TASK TO COMPLETE » Word for word, retype each record shown below.

RECORDS SHOWN »
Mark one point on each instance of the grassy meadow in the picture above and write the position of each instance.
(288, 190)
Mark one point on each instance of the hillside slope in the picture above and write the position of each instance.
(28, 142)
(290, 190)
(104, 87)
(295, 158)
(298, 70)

ANSWER »
Mark one point on each instance of the grassy meadow in the picture above and write the position of each instance.
(288, 190)
Mark one point on each instance of the hillside slope in the picture above and write the position of each instance.
(28, 142)
(290, 190)
(104, 87)
(295, 158)
(298, 70)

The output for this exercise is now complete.